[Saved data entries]
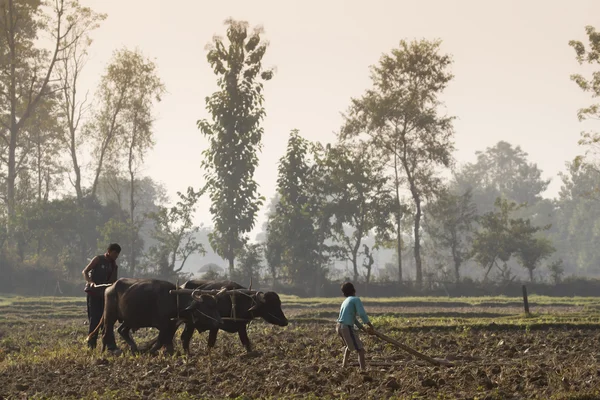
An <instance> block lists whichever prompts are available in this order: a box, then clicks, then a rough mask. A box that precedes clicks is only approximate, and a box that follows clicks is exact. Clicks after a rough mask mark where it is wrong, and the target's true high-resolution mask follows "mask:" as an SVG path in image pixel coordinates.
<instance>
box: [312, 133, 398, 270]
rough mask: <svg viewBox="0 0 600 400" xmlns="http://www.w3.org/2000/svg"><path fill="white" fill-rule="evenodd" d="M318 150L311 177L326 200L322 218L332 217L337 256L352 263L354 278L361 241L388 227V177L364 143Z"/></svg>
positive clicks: (390, 202) (337, 146)
mask: <svg viewBox="0 0 600 400" xmlns="http://www.w3.org/2000/svg"><path fill="white" fill-rule="evenodd" d="M320 153H322V155H321V157H319V159H318V160H317V171H316V173H315V177H316V179H317V180H318V182H319V183H318V187H319V188H320V190H321V191H322V193H323V195H324V197H325V198H326V199H327V205H326V208H325V218H327V219H328V220H329V219H331V220H333V222H332V233H333V239H334V241H335V242H336V243H337V246H336V247H337V249H338V251H337V253H338V257H339V258H340V259H341V260H347V261H350V262H351V263H352V268H353V273H354V281H358V278H359V255H360V253H361V244H362V242H363V240H364V239H365V238H366V237H367V236H368V235H369V234H371V233H373V232H374V231H375V230H378V231H379V232H386V231H388V230H389V217H390V210H391V205H392V204H393V203H392V199H393V197H392V195H391V193H389V191H388V185H387V183H388V178H387V177H386V176H385V175H384V173H383V168H384V165H383V164H382V163H381V162H379V161H378V160H377V158H376V156H375V154H373V153H372V152H370V151H369V148H368V146H366V145H365V144H360V145H358V146H355V147H349V146H347V145H343V144H342V145H338V146H327V147H326V148H324V149H321V152H320ZM347 228H351V229H352V233H351V234H348V233H347ZM367 254H368V253H367Z"/></svg>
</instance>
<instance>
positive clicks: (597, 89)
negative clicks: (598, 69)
mask: <svg viewBox="0 0 600 400" xmlns="http://www.w3.org/2000/svg"><path fill="white" fill-rule="evenodd" d="M585 32H586V34H587V36H588V41H589V43H588V47H587V48H586V46H585V45H584V44H583V43H582V42H581V41H578V40H571V41H569V46H571V47H573V49H574V50H575V58H576V60H577V62H578V63H579V64H580V65H583V64H588V65H590V66H594V67H598V66H599V65H600V33H599V32H597V31H596V28H594V27H593V26H586V27H585ZM571 80H573V81H574V82H575V83H576V84H577V86H579V88H580V89H581V90H583V91H584V92H586V93H590V95H591V96H592V98H594V99H596V98H598V97H599V96H600V72H599V71H594V72H593V73H592V77H591V78H590V79H588V78H586V77H584V76H583V75H581V74H573V75H571ZM577 116H578V117H579V120H580V121H584V120H587V119H592V120H598V119H600V104H592V105H590V106H588V107H584V108H582V109H580V110H579V111H578V113H577ZM599 143H600V134H599V133H598V132H583V133H582V138H581V140H580V141H579V144H580V145H583V146H586V147H588V150H587V151H586V154H585V155H584V156H580V157H577V158H576V160H575V163H576V164H579V163H581V162H589V163H591V164H592V165H594V164H595V161H594V160H589V158H590V156H592V155H593V154H597V152H598V149H599V147H598V145H599ZM586 160H587V161H586Z"/></svg>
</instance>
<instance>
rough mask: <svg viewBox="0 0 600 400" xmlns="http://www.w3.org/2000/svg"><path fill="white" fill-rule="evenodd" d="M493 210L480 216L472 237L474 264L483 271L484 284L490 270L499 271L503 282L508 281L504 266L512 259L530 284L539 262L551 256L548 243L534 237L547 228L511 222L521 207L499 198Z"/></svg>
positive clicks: (512, 202)
mask: <svg viewBox="0 0 600 400" xmlns="http://www.w3.org/2000/svg"><path fill="white" fill-rule="evenodd" d="M495 206H496V211H490V212H488V213H486V214H484V215H483V216H481V218H480V224H481V230H480V231H478V232H477V233H475V238H474V241H473V254H474V257H475V260H476V261H477V262H478V263H479V264H480V265H481V266H483V267H484V268H486V273H485V277H484V280H485V279H486V278H487V276H488V274H489V272H490V270H491V269H492V267H494V266H496V267H498V268H499V269H500V272H501V274H502V277H503V279H511V278H510V271H509V270H507V269H506V262H507V261H508V260H509V259H510V258H511V257H512V256H513V255H516V256H517V257H518V258H519V260H520V261H521V264H522V265H523V267H525V268H526V269H527V270H528V271H529V277H530V280H531V281H533V270H534V269H535V268H536V267H537V266H538V264H539V262H540V261H542V260H543V259H545V258H547V257H549V256H550V255H551V254H552V253H553V252H554V247H552V245H551V243H550V241H549V240H548V239H546V238H540V237H536V234H537V233H538V232H540V231H543V230H547V229H549V228H550V226H545V227H538V226H534V225H532V224H531V221H530V220H528V219H527V220H526V219H523V218H511V217H512V214H513V213H514V212H515V211H516V210H518V209H519V208H520V207H522V206H519V205H517V204H516V203H514V202H510V201H508V200H506V199H503V198H500V197H499V198H498V199H496V202H495ZM498 261H502V262H503V263H504V268H502V267H501V266H499V265H498Z"/></svg>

◆ **Instructions for the task**
Return the lines of the data above in full and exactly, with no pictures.

◆ **Written response**
An <instance> block lists whichever prompts are available in this order: a box, then clicks, then a rough mask. A box that precedes clicks is only approximate, and a box that follows clicks is exact. Clicks after a rough mask mark where it is wrong, and the target's true high-resolution mask follows "mask:" as an SVG path in image pixel coordinates.
<instance>
box: [312, 133, 398, 270]
rough mask: <svg viewBox="0 0 600 400" xmlns="http://www.w3.org/2000/svg"><path fill="white" fill-rule="evenodd" d="M318 150L311 177L326 200L322 218L332 217L337 256L352 263L354 278L361 241L388 227V177L364 143Z"/></svg>
positive clicks: (390, 202) (337, 146)
mask: <svg viewBox="0 0 600 400" xmlns="http://www.w3.org/2000/svg"><path fill="white" fill-rule="evenodd" d="M320 153H322V155H321V157H319V159H318V160H317V171H316V173H315V177H316V179H317V180H318V182H319V183H318V187H319V188H320V190H321V191H322V193H323V195H324V197H325V198H326V199H327V205H326V208H325V218H327V219H328V220H329V219H331V220H333V222H332V233H333V239H334V241H335V242H336V243H337V246H336V247H337V249H338V251H337V253H338V257H339V258H340V259H341V260H347V261H350V262H351V263H352V268H353V273H354V281H358V278H359V255H360V253H361V244H362V242H363V240H364V239H365V238H366V237H367V236H368V235H369V234H371V233H373V232H374V231H375V230H378V231H379V232H386V231H388V230H389V217H390V210H391V205H392V204H393V203H392V199H393V197H392V195H391V193H389V191H388V185H387V183H388V178H387V177H386V176H385V175H384V173H383V168H384V165H383V164H382V163H381V162H379V161H378V160H377V158H376V156H375V154H373V153H372V152H370V151H369V148H368V146H366V145H365V144H360V145H358V146H355V147H349V146H347V145H343V144H342V145H338V146H327V147H326V148H324V149H321V152H320ZM347 228H351V229H352V233H351V234H348V233H347ZM367 254H368V253H367Z"/></svg>
</instance>
<instance>
positive clicks: (597, 89)
negative clicks: (598, 69)
mask: <svg viewBox="0 0 600 400" xmlns="http://www.w3.org/2000/svg"><path fill="white" fill-rule="evenodd" d="M585 32H586V34H587V36H588V41H589V43H588V47H587V48H586V46H585V45H584V44H583V43H582V42H581V41H578V40H571V41H569V46H571V47H573V49H574V50H575V58H576V60H577V62H578V63H579V64H580V65H583V64H588V65H590V66H594V67H598V66H599V65H600V33H599V32H597V31H596V28H594V27H593V26H586V27H585ZM571 80H573V81H574V82H575V83H576V84H577V86H579V88H580V89H581V90H583V91H584V92H586V93H590V95H591V96H592V98H594V99H596V98H598V97H599V96H600V72H599V71H594V72H593V73H592V77H591V78H590V79H588V78H586V77H584V76H583V75H581V74H573V75H571ZM577 116H578V117H579V120H580V121H584V120H587V119H592V120H598V119H600V104H592V105H590V106H588V107H584V108H582V109H580V110H579V111H578V113H577ZM599 143H600V134H599V133H598V132H583V133H582V138H581V140H580V141H579V144H580V145H583V146H586V147H588V150H587V151H586V154H585V155H584V156H580V157H577V158H576V160H575V163H576V164H579V163H581V162H589V163H591V164H592V165H594V164H595V161H594V160H589V158H590V156H592V155H593V154H597V152H598V149H599V147H598V145H599ZM586 160H587V161H586Z"/></svg>
</instance>
<instance>
rough mask: <svg viewBox="0 0 600 400" xmlns="http://www.w3.org/2000/svg"><path fill="white" fill-rule="evenodd" d="M493 210L480 216L472 237L474 264L483 271L484 284L490 270L499 271L503 282L508 281L504 266L512 259L530 284L539 262L551 256L548 243L534 237L547 228L511 222L521 207L499 198Z"/></svg>
positive clicks: (512, 202)
mask: <svg viewBox="0 0 600 400" xmlns="http://www.w3.org/2000/svg"><path fill="white" fill-rule="evenodd" d="M495 206H496V211H490V212H488V213H486V214H484V215H483V216H481V218H480V224H481V230H480V231H478V232H477V233H475V238H474V241H473V254H474V257H475V260H476V261H477V262H478V263H479V264H480V265H481V266H483V267H484V268H486V273H485V277H484V280H485V279H486V278H487V276H488V274H489V272H490V270H491V269H492V267H494V266H496V267H498V268H499V269H500V272H501V274H502V277H503V279H511V278H510V271H509V270H507V269H506V262H507V261H508V260H509V259H510V258H511V257H512V256H513V255H516V256H517V257H518V258H519V260H520V261H521V264H522V265H523V267H525V268H526V269H527V270H528V271H529V277H530V280H531V281H533V270H534V269H535V268H536V267H537V266H538V264H539V262H540V261H542V260H543V259H545V258H547V257H549V256H550V255H551V254H552V253H553V252H554V247H552V245H551V243H550V241H549V240H548V239H546V238H540V237H536V234H537V233H538V232H540V231H543V230H547V229H549V228H550V226H545V227H538V226H534V225H532V224H531V221H530V220H528V219H527V220H526V219H523V218H511V217H512V214H513V213H514V212H515V211H516V210H518V209H519V208H520V207H522V206H519V205H517V204H516V203H514V202H510V201H508V200H506V199H503V198H500V197H499V198H498V199H496V202H495ZM498 261H502V262H503V263H504V268H502V267H501V266H499V265H498Z"/></svg>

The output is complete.